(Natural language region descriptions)

%%

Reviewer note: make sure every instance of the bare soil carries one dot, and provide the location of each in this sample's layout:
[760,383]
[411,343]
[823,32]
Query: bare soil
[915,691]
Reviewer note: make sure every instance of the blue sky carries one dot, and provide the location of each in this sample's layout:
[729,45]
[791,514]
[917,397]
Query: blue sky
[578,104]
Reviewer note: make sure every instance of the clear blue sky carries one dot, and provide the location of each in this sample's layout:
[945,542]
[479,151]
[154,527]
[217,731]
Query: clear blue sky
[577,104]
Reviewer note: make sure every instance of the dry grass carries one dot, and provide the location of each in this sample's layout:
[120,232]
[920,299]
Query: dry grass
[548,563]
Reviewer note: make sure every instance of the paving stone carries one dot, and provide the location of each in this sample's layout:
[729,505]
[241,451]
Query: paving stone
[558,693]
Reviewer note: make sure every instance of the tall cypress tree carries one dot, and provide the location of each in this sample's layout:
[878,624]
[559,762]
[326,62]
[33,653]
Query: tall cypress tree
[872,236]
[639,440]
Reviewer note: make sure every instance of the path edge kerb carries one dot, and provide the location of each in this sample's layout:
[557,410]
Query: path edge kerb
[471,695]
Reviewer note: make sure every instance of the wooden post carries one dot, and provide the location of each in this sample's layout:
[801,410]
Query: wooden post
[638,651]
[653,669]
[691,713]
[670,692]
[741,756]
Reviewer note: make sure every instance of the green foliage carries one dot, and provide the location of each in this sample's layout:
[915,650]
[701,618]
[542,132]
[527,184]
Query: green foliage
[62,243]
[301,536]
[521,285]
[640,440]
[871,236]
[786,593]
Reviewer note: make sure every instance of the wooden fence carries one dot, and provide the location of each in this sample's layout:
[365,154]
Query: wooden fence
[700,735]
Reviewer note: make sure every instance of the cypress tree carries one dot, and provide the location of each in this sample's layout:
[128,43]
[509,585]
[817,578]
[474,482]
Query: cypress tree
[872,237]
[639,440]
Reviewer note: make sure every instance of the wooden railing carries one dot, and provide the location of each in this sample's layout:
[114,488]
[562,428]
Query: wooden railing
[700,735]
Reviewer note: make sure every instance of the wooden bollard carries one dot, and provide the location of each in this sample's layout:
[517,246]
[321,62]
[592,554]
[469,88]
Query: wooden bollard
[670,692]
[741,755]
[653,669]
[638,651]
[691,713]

%%

**TASK**
Above are the records; reproduce all of them exactly.

**THE COMPLETED TASK**
Reviewer note: make sure every instance of the bare soil carries one dot, and provide the location of each in this sample's layout:
[760,383]
[411,343]
[823,32]
Query: bare soil
[915,691]
Reviewer note: make sure every instance of the blue sky carries one dot, and provide the location of each in this sample's layout:
[729,45]
[791,514]
[917,397]
Query: blue sky
[578,104]
Reviewer note: make sure every instance of the clear blue sky carries one dot, and provide the location of each in this sample's layout:
[945,542]
[479,151]
[154,527]
[217,731]
Query: clear blue sky
[577,104]
Reviewer note: make sure every instance of the dry grass carries one dot, and provide the location of each in this sample's layout:
[120,232]
[920,299]
Query: dry grass
[548,563]
Reviewer note: make sure every instance of the paving stone carries one dot, and provide the location of each in this sample's layout:
[729,505]
[241,451]
Query: paving stone
[558,693]
Reviewer note: make sure every instance of the tall cypress tree carries one dot, and provide the location of each in this sample's layout:
[878,624]
[559,762]
[326,62]
[33,653]
Query: tall cypress tree
[872,236]
[639,440]
Reviewer note: make sure every instance of the path edge kerb carries one dot, and provide the location of each in this sample's layout:
[557,410]
Query: path edge kerb
[471,695]
Reviewer note: make sure every instance of the wooden post carries one dot, and provide the location of each in this sample's layout:
[801,410]
Query: wooden post
[638,651]
[653,669]
[691,713]
[670,692]
[741,756]
Reviewer note: make sure every instance of the green foliage carries one dot, and provide the location of each in this sample's layout:
[915,650]
[701,618]
[542,132]
[527,184]
Query: green foliage
[62,243]
[301,536]
[521,285]
[640,440]
[871,236]
[786,593]
Reviewer note: make sure every instance of the wooden fence carries one dot, and provide the location of each in this sample's layout:
[365,154]
Query: wooden fence
[700,735]
Reviewer note: make sure every instance of the cypress tree carries one dot, and provide the location of each in this sample's layout:
[128,43]
[509,585]
[817,578]
[474,482]
Query: cypress tree
[872,237]
[639,440]
Reviewer note: make sure every instance of the wooden railing carries one dot, and provide the location of each in this sample's layout:
[114,488]
[562,428]
Query: wooden railing
[700,735]
Reviewer note: make sure every instance of the wooden bollard carries one dot, and provide the location of each in this sample's layout:
[517,246]
[321,62]
[592,554]
[469,88]
Query: wooden bollard
[670,692]
[741,755]
[653,669]
[638,651]
[691,713]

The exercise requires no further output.